Echo every line of the material below word for word, but leave the pictures out of your answer.

**DATASET RECORDS:**
* Begin *

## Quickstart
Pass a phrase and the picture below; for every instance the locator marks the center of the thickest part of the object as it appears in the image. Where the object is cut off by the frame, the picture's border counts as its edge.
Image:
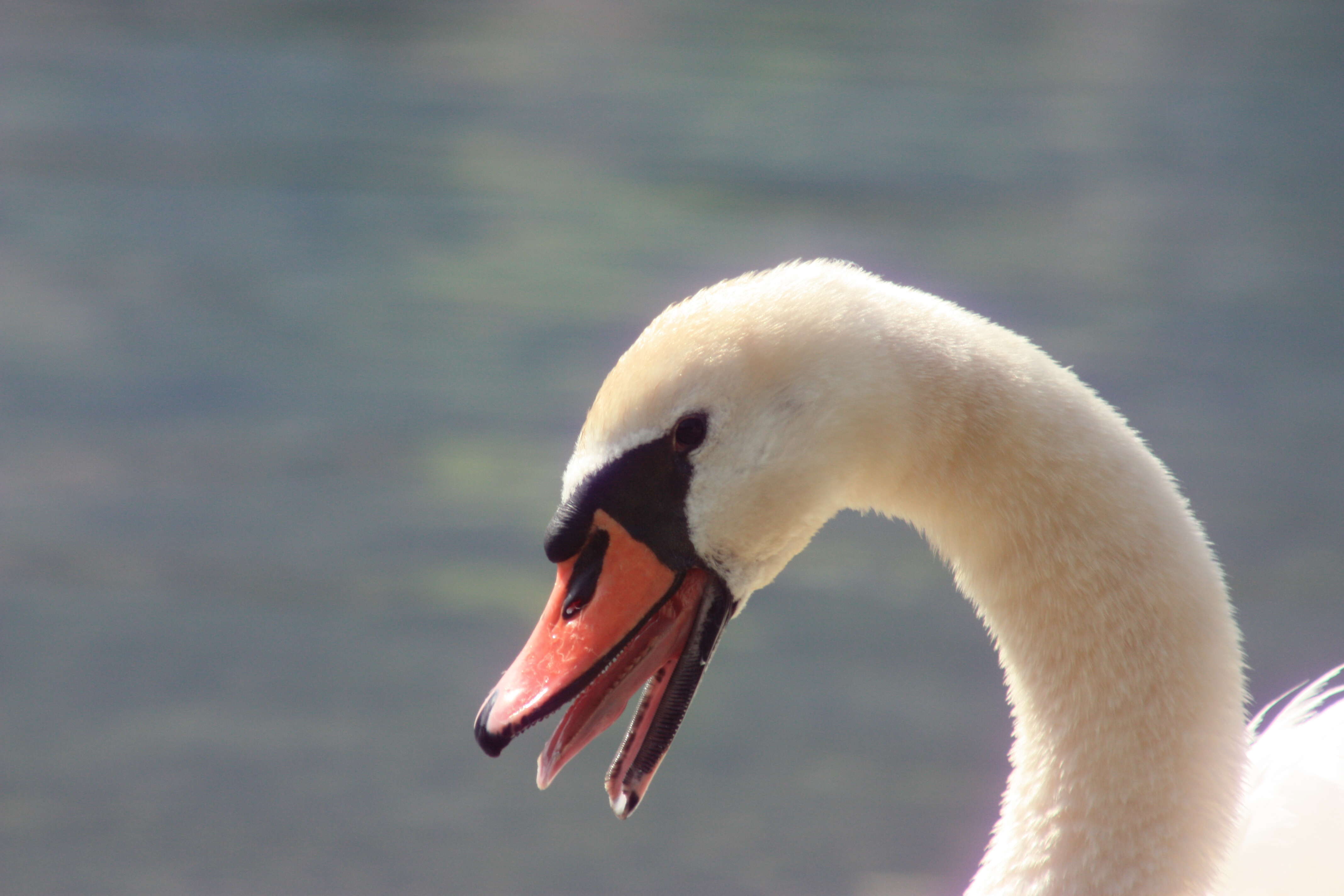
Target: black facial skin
(644, 491)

* End *

**COMPLETE OUTPUT:**
## Quickstart
Pass a phrase and the picture below; for every instance the locator marks the center of the thickest part of the object as it appears in the image. Where the object is cut off by the frame, the picture's border counts as its edge.
Image:
Target: black facial skin
(644, 491)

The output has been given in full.